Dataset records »
----------

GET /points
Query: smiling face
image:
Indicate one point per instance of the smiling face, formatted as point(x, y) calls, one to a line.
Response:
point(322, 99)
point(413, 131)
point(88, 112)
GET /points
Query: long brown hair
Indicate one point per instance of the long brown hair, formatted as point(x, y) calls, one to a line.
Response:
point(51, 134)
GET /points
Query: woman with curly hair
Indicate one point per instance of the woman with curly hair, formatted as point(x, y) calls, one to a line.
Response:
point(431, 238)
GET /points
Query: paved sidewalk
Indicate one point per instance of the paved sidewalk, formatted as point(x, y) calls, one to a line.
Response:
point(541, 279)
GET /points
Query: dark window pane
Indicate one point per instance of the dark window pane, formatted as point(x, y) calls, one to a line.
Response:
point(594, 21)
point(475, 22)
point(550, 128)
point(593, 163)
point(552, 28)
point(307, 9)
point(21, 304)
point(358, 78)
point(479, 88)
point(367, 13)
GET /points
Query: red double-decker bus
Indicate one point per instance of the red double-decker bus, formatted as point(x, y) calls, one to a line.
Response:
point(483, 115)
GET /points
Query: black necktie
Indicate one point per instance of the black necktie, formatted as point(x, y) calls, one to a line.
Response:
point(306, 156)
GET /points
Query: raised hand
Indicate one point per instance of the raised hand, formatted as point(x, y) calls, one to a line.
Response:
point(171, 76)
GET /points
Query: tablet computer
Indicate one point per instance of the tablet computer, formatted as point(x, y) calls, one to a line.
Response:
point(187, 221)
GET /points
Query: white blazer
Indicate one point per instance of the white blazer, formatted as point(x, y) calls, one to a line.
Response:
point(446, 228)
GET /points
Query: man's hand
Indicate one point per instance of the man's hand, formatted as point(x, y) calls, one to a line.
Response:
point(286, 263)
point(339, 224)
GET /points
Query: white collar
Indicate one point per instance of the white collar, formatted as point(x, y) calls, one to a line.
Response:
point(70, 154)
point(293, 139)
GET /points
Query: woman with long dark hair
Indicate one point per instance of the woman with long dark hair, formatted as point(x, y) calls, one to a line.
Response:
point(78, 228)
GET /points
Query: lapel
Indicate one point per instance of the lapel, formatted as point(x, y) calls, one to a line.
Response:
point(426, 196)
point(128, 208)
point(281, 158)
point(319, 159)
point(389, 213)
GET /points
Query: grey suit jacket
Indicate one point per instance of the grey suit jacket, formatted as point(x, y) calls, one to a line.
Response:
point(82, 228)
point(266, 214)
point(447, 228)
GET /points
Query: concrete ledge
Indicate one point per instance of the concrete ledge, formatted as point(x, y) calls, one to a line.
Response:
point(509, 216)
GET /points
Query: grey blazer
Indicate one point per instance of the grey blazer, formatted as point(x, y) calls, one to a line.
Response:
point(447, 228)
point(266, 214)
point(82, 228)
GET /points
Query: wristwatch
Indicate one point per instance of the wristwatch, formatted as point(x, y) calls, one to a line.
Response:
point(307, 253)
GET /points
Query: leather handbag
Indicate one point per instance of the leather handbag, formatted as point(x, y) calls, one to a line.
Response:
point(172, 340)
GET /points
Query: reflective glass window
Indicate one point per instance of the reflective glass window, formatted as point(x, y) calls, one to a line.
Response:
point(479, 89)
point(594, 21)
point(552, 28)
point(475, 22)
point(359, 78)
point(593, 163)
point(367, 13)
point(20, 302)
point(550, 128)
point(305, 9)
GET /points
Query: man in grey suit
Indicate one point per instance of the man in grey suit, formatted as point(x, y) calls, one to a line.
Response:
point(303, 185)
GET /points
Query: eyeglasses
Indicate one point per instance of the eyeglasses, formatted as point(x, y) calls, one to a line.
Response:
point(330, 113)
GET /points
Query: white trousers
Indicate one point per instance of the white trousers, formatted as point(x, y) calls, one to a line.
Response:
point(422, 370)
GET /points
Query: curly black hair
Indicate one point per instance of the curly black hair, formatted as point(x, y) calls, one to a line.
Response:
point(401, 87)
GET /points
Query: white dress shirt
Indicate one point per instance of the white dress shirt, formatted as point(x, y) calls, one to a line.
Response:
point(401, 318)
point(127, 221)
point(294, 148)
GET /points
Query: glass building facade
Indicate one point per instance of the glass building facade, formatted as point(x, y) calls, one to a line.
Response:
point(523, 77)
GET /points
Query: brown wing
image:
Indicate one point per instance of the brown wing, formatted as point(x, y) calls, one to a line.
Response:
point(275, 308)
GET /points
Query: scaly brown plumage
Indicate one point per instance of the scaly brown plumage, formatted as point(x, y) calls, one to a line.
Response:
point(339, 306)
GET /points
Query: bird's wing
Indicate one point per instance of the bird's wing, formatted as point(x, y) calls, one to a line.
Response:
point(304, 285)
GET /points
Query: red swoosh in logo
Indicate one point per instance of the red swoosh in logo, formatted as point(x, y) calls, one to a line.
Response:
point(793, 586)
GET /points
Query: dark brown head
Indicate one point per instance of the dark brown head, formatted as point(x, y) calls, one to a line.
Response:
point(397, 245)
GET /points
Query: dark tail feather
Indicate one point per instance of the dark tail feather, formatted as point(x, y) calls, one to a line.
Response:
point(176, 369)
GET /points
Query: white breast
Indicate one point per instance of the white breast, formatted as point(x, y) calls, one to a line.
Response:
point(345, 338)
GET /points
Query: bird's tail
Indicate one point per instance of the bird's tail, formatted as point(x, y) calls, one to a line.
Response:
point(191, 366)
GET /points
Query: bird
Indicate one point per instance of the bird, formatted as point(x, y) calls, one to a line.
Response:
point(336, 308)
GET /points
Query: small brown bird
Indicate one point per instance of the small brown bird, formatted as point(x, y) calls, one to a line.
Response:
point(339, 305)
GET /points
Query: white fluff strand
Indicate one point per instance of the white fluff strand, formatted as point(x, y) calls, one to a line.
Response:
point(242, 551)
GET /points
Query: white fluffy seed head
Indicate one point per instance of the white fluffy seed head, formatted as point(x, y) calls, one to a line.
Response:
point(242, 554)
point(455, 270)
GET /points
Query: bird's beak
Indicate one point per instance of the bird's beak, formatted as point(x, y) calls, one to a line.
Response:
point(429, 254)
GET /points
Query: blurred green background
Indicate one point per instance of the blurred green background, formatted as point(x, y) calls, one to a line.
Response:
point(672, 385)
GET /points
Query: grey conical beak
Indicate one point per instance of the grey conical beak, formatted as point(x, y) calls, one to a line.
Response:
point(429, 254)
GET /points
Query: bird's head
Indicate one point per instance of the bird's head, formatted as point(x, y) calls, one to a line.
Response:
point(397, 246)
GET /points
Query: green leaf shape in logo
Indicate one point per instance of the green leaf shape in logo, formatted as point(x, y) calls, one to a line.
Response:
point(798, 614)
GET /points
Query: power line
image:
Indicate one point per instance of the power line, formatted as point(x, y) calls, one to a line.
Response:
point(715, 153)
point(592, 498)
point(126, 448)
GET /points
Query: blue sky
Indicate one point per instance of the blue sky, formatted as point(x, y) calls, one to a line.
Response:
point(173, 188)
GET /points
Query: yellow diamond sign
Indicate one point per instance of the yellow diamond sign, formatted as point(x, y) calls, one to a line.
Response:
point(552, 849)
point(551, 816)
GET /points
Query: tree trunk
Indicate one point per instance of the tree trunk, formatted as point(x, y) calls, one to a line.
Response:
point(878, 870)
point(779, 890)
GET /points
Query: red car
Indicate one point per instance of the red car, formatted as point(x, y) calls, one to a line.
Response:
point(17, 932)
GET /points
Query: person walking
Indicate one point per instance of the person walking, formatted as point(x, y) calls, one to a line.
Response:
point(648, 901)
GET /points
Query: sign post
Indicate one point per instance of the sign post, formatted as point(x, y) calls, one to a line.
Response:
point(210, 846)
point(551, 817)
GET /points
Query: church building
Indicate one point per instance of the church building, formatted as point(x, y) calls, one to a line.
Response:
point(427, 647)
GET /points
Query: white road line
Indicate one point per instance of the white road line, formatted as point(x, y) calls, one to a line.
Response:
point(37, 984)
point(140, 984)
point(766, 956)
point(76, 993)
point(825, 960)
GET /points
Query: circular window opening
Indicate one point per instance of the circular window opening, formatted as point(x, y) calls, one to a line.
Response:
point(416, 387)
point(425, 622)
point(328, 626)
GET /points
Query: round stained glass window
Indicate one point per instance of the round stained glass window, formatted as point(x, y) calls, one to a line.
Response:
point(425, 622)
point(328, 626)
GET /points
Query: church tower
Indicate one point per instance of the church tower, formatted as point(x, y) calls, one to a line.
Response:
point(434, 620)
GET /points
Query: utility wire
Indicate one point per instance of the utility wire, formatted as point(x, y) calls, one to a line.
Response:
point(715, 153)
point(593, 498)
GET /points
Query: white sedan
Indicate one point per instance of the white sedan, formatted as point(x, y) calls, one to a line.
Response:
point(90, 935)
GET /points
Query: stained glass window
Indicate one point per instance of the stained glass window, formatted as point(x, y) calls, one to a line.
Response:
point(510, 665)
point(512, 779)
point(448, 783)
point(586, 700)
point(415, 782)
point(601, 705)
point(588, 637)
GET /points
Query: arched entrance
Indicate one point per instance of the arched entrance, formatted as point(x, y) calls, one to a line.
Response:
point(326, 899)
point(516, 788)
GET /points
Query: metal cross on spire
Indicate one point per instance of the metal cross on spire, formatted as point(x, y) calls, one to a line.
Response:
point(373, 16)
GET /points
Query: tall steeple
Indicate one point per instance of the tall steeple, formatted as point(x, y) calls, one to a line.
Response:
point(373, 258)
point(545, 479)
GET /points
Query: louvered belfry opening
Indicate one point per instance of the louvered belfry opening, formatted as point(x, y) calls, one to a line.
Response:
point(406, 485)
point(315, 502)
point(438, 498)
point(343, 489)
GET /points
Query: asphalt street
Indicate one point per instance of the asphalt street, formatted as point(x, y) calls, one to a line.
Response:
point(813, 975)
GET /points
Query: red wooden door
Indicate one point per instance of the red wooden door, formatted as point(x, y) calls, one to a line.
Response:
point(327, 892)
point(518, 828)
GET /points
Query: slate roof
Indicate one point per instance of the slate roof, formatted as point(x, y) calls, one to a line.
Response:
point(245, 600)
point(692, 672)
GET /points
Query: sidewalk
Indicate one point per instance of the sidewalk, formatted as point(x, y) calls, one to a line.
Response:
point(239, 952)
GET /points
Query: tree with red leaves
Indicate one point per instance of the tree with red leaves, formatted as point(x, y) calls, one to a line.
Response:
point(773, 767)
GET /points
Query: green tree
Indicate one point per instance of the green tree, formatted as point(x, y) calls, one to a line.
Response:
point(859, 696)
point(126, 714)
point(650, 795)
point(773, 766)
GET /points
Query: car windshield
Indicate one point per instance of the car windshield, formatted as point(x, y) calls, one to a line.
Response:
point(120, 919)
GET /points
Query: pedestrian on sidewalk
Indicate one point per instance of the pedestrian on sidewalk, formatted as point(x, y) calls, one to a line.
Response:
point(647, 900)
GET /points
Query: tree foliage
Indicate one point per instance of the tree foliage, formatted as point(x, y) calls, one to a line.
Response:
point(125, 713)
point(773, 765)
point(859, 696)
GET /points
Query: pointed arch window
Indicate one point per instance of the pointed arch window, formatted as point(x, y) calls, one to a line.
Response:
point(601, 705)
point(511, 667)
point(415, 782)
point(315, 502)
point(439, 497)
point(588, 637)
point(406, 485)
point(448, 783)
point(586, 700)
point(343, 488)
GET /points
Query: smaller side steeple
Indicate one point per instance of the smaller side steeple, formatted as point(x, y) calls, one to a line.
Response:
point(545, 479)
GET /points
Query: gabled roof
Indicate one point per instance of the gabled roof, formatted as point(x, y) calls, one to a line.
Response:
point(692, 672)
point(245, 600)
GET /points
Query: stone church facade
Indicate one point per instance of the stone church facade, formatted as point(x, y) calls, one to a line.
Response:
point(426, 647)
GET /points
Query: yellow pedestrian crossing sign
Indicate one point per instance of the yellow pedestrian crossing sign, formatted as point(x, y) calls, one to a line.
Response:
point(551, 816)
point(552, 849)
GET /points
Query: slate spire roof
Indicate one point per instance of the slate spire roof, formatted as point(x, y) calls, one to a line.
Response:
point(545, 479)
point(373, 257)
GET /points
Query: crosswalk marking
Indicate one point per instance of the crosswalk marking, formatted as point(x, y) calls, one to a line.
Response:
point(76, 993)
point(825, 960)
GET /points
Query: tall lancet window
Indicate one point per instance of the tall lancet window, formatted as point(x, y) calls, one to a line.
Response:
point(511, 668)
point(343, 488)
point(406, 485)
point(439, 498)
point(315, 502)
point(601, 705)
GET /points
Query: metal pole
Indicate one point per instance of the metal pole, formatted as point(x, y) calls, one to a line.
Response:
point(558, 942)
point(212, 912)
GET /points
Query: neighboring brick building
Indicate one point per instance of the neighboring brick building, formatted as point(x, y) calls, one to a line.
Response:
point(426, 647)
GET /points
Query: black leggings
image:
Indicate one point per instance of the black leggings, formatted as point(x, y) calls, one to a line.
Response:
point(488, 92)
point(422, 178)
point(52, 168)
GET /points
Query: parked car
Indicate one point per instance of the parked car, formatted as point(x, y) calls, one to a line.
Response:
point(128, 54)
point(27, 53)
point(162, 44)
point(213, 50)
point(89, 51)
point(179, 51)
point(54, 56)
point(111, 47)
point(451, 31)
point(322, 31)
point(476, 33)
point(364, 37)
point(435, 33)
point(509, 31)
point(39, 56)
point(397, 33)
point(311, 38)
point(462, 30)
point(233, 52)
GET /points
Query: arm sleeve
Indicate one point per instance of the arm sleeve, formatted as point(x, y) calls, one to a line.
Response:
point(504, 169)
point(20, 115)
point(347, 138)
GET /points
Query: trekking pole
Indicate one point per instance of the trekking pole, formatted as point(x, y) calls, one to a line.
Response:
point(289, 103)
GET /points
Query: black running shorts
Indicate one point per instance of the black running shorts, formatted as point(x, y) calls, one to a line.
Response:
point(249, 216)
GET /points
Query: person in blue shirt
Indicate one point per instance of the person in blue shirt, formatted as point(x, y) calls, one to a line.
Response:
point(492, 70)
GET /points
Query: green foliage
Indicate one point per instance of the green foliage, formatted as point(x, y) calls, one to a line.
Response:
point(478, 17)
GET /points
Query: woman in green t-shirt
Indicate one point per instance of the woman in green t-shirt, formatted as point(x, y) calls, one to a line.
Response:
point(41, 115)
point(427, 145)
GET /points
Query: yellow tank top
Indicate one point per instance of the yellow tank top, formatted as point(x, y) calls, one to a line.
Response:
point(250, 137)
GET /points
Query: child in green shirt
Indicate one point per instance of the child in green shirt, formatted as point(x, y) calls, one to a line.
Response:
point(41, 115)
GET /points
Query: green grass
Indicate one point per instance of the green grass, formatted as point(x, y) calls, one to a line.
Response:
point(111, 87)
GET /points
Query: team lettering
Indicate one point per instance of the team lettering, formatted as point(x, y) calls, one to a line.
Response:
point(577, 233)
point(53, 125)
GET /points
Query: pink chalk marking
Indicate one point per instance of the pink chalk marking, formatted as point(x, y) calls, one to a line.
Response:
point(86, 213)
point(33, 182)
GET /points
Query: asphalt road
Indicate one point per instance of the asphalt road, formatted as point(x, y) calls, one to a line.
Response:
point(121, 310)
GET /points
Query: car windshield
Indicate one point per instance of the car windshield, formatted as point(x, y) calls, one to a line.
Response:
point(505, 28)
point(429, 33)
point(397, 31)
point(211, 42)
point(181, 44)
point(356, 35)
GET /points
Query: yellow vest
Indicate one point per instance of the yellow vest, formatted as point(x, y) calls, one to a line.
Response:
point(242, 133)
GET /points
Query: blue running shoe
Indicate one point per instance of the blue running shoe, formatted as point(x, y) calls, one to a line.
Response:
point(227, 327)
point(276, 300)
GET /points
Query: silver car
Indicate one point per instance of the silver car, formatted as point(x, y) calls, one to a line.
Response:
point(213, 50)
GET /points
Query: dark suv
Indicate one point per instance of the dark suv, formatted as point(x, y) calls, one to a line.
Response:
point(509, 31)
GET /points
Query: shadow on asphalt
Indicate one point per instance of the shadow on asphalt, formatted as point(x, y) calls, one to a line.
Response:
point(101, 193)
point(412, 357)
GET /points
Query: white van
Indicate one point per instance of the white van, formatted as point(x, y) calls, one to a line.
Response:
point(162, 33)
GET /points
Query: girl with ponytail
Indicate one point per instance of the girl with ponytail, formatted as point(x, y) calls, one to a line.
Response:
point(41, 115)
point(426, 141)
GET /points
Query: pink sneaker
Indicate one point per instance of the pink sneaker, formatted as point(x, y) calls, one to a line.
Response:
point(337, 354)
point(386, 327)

----------

Problem » Return every line of the records that contains the string "child", copying each matching line in full. The match is case-sensitive.

Answer below »
Query: child in green shirt
Indicate one point per instance of the child in green shirt, formatted as point(x, y) calls, one to a line.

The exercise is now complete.